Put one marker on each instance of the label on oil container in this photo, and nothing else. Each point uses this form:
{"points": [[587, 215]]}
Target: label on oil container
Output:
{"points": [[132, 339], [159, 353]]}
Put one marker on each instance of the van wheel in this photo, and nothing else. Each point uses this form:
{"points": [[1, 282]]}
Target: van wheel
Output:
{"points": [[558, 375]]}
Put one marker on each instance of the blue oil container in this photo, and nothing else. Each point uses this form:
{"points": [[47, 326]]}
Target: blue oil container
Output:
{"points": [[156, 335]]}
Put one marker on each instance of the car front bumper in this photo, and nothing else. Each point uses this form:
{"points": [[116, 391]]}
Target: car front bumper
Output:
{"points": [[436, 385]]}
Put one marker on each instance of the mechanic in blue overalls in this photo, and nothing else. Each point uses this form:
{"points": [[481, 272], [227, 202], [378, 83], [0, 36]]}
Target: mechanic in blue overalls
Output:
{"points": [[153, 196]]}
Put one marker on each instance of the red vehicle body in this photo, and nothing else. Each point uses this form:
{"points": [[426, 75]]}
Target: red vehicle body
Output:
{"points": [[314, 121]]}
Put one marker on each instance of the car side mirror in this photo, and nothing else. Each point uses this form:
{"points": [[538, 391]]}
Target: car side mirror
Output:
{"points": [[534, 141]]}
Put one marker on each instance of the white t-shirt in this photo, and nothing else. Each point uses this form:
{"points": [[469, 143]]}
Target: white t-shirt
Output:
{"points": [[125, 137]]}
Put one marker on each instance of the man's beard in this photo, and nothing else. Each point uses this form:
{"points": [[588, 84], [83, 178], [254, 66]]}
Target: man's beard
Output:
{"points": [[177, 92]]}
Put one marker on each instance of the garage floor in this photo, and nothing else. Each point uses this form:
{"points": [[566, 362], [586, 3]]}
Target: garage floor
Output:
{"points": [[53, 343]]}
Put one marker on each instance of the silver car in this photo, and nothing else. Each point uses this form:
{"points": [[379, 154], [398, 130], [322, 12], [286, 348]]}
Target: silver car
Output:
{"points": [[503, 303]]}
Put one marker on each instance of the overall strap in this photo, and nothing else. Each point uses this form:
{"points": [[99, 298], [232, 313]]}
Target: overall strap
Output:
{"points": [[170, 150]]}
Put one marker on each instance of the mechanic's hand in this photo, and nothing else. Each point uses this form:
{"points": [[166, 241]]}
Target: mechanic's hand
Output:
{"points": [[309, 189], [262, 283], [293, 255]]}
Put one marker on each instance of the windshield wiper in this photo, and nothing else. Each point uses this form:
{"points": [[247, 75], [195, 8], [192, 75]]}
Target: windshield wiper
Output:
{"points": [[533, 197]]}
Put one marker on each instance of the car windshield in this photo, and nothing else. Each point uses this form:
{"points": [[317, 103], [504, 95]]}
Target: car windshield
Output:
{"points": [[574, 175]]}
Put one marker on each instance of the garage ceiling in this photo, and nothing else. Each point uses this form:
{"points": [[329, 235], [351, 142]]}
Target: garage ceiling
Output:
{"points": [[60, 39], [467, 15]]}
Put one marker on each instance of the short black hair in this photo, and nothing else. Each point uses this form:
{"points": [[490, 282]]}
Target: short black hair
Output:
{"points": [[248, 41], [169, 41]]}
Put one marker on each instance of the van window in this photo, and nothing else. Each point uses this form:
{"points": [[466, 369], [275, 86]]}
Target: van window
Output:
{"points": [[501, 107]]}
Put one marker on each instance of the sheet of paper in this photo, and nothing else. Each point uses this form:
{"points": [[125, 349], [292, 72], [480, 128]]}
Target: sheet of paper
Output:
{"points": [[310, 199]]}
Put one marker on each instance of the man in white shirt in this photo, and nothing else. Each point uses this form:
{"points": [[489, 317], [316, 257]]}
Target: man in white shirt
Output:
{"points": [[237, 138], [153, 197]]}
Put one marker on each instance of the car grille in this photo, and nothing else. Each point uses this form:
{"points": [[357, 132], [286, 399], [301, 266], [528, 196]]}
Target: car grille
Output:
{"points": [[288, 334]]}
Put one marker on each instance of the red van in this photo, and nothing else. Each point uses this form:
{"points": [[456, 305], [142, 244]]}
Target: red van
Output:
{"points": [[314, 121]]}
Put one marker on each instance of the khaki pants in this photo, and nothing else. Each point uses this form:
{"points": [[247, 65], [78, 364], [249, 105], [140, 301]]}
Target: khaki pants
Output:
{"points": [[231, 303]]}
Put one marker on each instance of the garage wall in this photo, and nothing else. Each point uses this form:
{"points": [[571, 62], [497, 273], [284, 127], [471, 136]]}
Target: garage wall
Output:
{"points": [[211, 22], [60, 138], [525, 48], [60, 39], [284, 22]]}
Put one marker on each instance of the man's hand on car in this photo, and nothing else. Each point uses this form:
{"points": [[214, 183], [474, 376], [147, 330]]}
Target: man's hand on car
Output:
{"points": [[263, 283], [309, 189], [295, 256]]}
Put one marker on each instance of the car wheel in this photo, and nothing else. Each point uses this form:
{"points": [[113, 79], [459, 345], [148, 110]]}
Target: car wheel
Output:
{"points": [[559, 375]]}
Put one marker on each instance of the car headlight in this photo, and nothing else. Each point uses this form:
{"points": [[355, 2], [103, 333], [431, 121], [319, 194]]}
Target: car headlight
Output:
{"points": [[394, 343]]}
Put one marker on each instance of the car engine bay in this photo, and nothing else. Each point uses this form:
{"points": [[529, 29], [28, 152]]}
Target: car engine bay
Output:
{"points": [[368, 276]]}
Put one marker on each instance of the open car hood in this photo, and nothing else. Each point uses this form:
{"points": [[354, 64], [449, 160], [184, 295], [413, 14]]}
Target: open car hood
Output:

━━━━━━━━━━━━━━━━━━━━

Problem requirements:
Quote the entire listing above exactly.

Output below:
Put one marker on each instance of the label on oil container in this photo, and nothing else. Each point uses this form:
{"points": [[587, 215]]}
Target: label on oil container
Output:
{"points": [[132, 339], [159, 353]]}
Put one marker on each instance of the van wheel in this photo, and nothing else. Each point uses this form:
{"points": [[1, 282]]}
Target: van wheel
Output:
{"points": [[558, 375]]}
Put one marker on each instance of the blue oil container in this photo, and nothing else. Each point uses this form:
{"points": [[47, 326]]}
Target: blue oil container
Output:
{"points": [[156, 335]]}
Put one marker on each instance of the car front bumper in this photo, and nothing else. Each point uses this form:
{"points": [[116, 391]]}
Target: car front bumper
Output:
{"points": [[436, 385]]}
Put one marker on each instance of the mechanic in blue overalls in this photo, and nothing else. Each point uses this form:
{"points": [[481, 272], [227, 202], [378, 83], [0, 36]]}
Target: mechanic in blue overalls
Output:
{"points": [[153, 196]]}
Put one marker on each instance of the red vehicle body in this photo, and nothing else. Each point uses this form:
{"points": [[426, 75]]}
Target: red vehicle body
Output:
{"points": [[314, 121]]}
Put one marker on each instance of the car side mirror in this photo, and nothing else. Each point uses this form:
{"points": [[538, 391]]}
Target: car side mirror
Output:
{"points": [[534, 141]]}
Put one marker on each instance of the white t-shirt in this photo, and nothing else. Each point uses this form:
{"points": [[469, 143]]}
Target: white t-shirt
Output:
{"points": [[125, 137]]}
Put one marker on each instance of the man's beard in this photo, and nothing else. Each point uses this form:
{"points": [[588, 84], [83, 178], [254, 66]]}
Target: man's beard
Output:
{"points": [[177, 92]]}
Put one marker on each instance of the garage floor in this photo, and nothing else. Each point uses this form:
{"points": [[566, 362], [586, 3]]}
Target: garage floor
Output:
{"points": [[53, 343]]}
Put one marker on each instance of the silver car in this photo, and nothing else. Each point uses this form:
{"points": [[379, 154], [398, 130], [322, 12], [286, 348]]}
Target: silver car
Output:
{"points": [[503, 303]]}
Put one marker on each instance of the overall strap in this photo, and nothing else. Each point uses this form:
{"points": [[99, 298], [232, 313]]}
Target: overall strap
Output:
{"points": [[170, 150]]}
Put one marker on each instance of the mechanic's hand in this photo, and nothing else. Each point uses this form:
{"points": [[166, 241]]}
Target: mechanic's hand
Output:
{"points": [[309, 189], [262, 283], [293, 255]]}
Put one marker on each instance of the windshield wiper in this photo, and nothing else. Each point uses this form:
{"points": [[247, 75], [195, 8], [192, 75]]}
Target: windshield wiper
Output:
{"points": [[533, 197]]}
Put one marker on each instance of the car windshield in this photo, and nothing else. Each point uses this form:
{"points": [[317, 103], [504, 95]]}
Target: car windshield
Output:
{"points": [[574, 175]]}
Put one marker on each instance of the garage ceiling in this photo, and nothing else. Each point uses this form:
{"points": [[329, 235], [351, 142]]}
Target: garage ceiling
Output:
{"points": [[60, 39], [467, 15]]}
Put one marker on each instance of the short black hair in this photo, and nothing else. Each point uses this form:
{"points": [[490, 282]]}
Target: short black hair
Output:
{"points": [[248, 41], [169, 41]]}
Put one marker on each instance of the van window in this photo, and nothing else. Each point uses this form:
{"points": [[466, 369], [275, 86]]}
Target: van window
Output:
{"points": [[501, 107]]}
Put one marker on each instance of the sheet of paper in this photo, and nothing else. Each point uses this form:
{"points": [[125, 349], [292, 72], [480, 128]]}
Target: sheet of paper
Output:
{"points": [[310, 199]]}
Put one marker on each instance of the man in white shirt in this photo, and nothing else. Each point uses this form:
{"points": [[489, 317], [316, 257]]}
Target: man in white shirt
Output:
{"points": [[237, 138], [153, 197]]}
Put one marker on each instance of the car grille in this photo, and nothing else. Each point uses this form:
{"points": [[357, 132], [286, 399], [301, 266], [528, 196]]}
Target: car grille
Output:
{"points": [[288, 334]]}
Put one marker on each instance of the red van in this photo, and nothing else. Each point uses this form:
{"points": [[456, 305], [142, 244]]}
Target: red van
Output:
{"points": [[314, 121]]}
Put one marker on each instance of the khaki pants in this photo, and nothing else. Each point uses this form:
{"points": [[247, 65], [78, 364], [249, 105], [140, 301]]}
Target: khaki pants
Output:
{"points": [[231, 303]]}
Put one marker on each instance of the garage wall in this photo, and nothing else. Each point uses this form:
{"points": [[571, 62], [497, 273], [284, 127], [471, 136]]}
Target: garage wall
Output:
{"points": [[211, 22], [60, 138], [525, 48], [60, 39], [284, 22]]}
Put one marker on each instance of the man's hand on car in this photo, and nothing else. Each point uses this form:
{"points": [[214, 183], [474, 376], [147, 330]]}
Target: man's hand on car
Output:
{"points": [[263, 283], [309, 189], [295, 256]]}
Put one marker on each instance of the car wheel in this photo, and nothing else. Each point uses this form:
{"points": [[113, 79], [459, 345], [148, 110]]}
Target: car wheel
Output:
{"points": [[559, 375]]}
Put one marker on each instance of the car headlight in this photo, and nothing else. Each point uses this form:
{"points": [[355, 2], [103, 333], [431, 121], [319, 194]]}
Target: car headlight
Output:
{"points": [[394, 343]]}
Put one marker on each instance of the car engine bay in this photo, and nothing else. Each point uses this form:
{"points": [[529, 29], [28, 152]]}
Target: car engine bay
Output:
{"points": [[368, 276]]}
Put one marker on each instance of the open car hood in this photo, and nothing else. Each point uses this form:
{"points": [[354, 64], [449, 160], [184, 295], [413, 14]]}
Target: open car hood
Output:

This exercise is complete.